Copy out every row below word for word, changing nothing.

-- Start Listing --

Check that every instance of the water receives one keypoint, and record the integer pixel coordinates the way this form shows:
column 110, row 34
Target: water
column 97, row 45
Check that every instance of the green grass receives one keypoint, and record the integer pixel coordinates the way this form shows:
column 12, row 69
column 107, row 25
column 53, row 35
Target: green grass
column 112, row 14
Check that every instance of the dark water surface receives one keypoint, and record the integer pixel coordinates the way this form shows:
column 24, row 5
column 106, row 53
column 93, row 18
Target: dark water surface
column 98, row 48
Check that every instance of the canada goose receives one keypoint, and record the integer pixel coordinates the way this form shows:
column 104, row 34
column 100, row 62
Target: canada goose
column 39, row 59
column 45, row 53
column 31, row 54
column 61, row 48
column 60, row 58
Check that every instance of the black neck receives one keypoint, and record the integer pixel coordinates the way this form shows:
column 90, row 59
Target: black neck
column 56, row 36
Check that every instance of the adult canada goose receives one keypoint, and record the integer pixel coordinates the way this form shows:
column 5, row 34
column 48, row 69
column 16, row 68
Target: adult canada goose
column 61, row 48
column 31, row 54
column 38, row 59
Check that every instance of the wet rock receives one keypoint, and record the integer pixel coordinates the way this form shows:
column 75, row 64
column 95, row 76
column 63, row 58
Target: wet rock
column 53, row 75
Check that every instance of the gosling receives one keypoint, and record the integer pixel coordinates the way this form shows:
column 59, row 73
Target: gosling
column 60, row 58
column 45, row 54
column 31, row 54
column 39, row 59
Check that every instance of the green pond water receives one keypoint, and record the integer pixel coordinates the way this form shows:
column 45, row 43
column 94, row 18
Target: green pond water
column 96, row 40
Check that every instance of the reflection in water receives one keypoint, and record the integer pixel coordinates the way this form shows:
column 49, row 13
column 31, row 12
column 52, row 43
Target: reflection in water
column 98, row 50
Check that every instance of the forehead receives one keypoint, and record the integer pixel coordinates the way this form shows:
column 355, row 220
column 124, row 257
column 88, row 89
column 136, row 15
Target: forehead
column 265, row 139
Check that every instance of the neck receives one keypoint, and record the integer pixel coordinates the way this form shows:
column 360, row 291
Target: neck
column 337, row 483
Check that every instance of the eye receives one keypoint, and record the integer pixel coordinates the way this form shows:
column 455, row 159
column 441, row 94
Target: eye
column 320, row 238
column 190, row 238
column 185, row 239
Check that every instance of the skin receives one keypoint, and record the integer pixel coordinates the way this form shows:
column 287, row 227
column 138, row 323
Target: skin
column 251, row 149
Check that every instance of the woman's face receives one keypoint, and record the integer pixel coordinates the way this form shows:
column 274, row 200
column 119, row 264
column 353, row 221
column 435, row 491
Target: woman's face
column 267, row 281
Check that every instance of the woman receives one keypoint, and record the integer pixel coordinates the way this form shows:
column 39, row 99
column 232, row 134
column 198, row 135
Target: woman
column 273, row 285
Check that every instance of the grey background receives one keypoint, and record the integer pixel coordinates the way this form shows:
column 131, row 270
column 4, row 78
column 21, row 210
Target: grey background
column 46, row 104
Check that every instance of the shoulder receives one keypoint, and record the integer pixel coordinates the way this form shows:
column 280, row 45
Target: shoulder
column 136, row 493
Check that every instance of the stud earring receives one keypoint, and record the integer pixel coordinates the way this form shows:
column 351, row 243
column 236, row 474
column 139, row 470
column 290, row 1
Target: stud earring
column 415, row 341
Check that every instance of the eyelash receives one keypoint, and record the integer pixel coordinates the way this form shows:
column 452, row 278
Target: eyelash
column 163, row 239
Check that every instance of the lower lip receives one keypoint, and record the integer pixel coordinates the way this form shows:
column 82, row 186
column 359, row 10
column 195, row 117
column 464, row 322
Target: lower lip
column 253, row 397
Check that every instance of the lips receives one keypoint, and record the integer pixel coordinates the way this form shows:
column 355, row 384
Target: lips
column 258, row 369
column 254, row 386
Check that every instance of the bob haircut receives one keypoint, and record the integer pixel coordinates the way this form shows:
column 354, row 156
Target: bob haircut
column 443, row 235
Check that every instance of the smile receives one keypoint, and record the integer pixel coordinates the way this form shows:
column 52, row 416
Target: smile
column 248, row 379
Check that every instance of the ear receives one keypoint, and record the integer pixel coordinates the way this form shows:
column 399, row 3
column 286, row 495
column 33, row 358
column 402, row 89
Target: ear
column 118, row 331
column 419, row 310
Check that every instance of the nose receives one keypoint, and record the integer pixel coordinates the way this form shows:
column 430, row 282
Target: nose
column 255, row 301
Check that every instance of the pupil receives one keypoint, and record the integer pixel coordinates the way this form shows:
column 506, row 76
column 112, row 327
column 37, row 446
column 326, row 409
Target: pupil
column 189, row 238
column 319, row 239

-- End Listing --

• **Output of the task**
Check that every instance of the water receives one keypoint, and record the integer pixel coordinates the way this form shows:
column 110, row 34
Target: water
column 97, row 45
Check that every instance of the green grass receives one keypoint, and record the integer pixel coordinates the way this form shows:
column 12, row 69
column 107, row 25
column 53, row 35
Target: green grass
column 112, row 14
Check that every instance of the dark water surface receives one keypoint, and record the integer pixel coordinates the way this form shows:
column 24, row 5
column 106, row 53
column 93, row 18
Target: dark water surface
column 98, row 48
Check that every instance of the canada goose receives one keypoint, and record the integer pixel coordinates the way this form shows:
column 104, row 34
column 100, row 62
Target: canada goose
column 39, row 59
column 45, row 53
column 31, row 54
column 61, row 48
column 60, row 58
Check that every instance of the black neck receives one keypoint, and record the integer pixel coordinates the way this form shows:
column 90, row 59
Target: black neck
column 56, row 36
Check that every instance of the adult canada goose receives one keypoint, and record the integer pixel coordinates the way this form shows:
column 5, row 34
column 48, row 69
column 16, row 68
Target: adult canada goose
column 61, row 48
column 31, row 54
column 38, row 59
Check that every instance of the wet rock receives one keypoint, and record the integer pixel coordinates the way this form shows:
column 75, row 64
column 95, row 76
column 63, row 58
Target: wet rock
column 53, row 75
Check that every instance of the gosling receives one keypoint, and record the integer pixel coordinates the way this form shows:
column 59, row 73
Target: gosling
column 60, row 58
column 45, row 54
column 31, row 54
column 39, row 59
Check that every instance of the green pond water receives one keypoint, and record the integer pixel coordinates the way this form shows:
column 45, row 43
column 94, row 18
Target: green pond water
column 96, row 40
Check that every instance of the reflection in water receives one keypoint, and record the integer pixel coordinates the way this form shows:
column 49, row 13
column 31, row 12
column 52, row 43
Target: reflection in water
column 98, row 50
Check that every instance of the forehead receives one keypoint, and record the integer pixel coordinates the way this form shows:
column 355, row 220
column 124, row 257
column 88, row 89
column 136, row 15
Target: forehead
column 265, row 139
Check that every instance of the neck receives one keypoint, and record the integer pixel coordinates the way this form shows:
column 360, row 291
Target: neck
column 337, row 483
Check that every instance of the eye receives one keypoint, and record the integer pixel coordinates the way this form shows:
column 455, row 159
column 441, row 94
Target: eye
column 320, row 238
column 190, row 238
column 185, row 239
Check that every instance of the skin receives one keypoint, and record the integer pixel coordinates the way this form shows:
column 287, row 227
column 138, row 323
Target: skin
column 251, row 149
Check that every instance of the woman's face receives one keypoint, and record the integer pixel coordinates the way this form shows:
column 274, row 200
column 119, row 264
column 353, row 221
column 435, row 491
Target: woman's face
column 267, row 281
Check that every instance of the woman receives one keypoint, and record the integer pixel coordinates the way this form shows:
column 39, row 99
column 232, row 134
column 198, row 135
Target: woman
column 273, row 285
Check that every instance of the grey background receives one keypoint, and record the integer pixel coordinates the way this form shows:
column 131, row 270
column 4, row 78
column 21, row 210
Target: grey background
column 46, row 104
Check that every instance of the shoulder receives one keypoint, and record the integer pixel coordinates the way this form shows:
column 280, row 45
Target: shoulder
column 136, row 493
Check that every instance of the stud earring receives one keypoint, and record the integer pixel coordinates the way this form shows:
column 351, row 243
column 236, row 474
column 139, row 470
column 290, row 1
Target: stud earring
column 415, row 341
Check that every instance of the eyelash receives one keypoint, and record the integer pixel coordinates the way this form shows:
column 452, row 278
Target: eyelash
column 163, row 239
Check that every instance of the lower lip receives one keypoint, and record the integer pixel coordinates the way this form shows:
column 82, row 186
column 359, row 10
column 195, row 117
column 464, row 322
Target: lower lip
column 253, row 397
Check that every instance of the lips receives one keypoint, and record the integer pixel coordinates the way this form shows:
column 355, row 384
Target: lips
column 258, row 369
column 254, row 386
Check that every instance of the bob haircut receives one keypoint, and record the integer pixel coordinates the way this form shows:
column 354, row 156
Target: bob haircut
column 443, row 235
Check that every instance of the smile receives one keypoint, and record the integer pixel coordinates the way this form shows:
column 52, row 416
Target: smile
column 248, row 379
Check that every instance of the ear receives one keypoint, and record the integer pixel coordinates the way this form shows:
column 399, row 3
column 286, row 495
column 33, row 358
column 402, row 89
Target: ear
column 118, row 331
column 419, row 310
Check that every instance of the nose receives one keypoint, and record the integer pixel coordinates the way this form shows:
column 430, row 282
Target: nose
column 255, row 301
Check that every instance of the pupil receives one keypoint, and record the integer pixel coordinates the way this form shows:
column 506, row 76
column 112, row 327
column 37, row 446
column 326, row 409
Target: pupil
column 189, row 238
column 319, row 239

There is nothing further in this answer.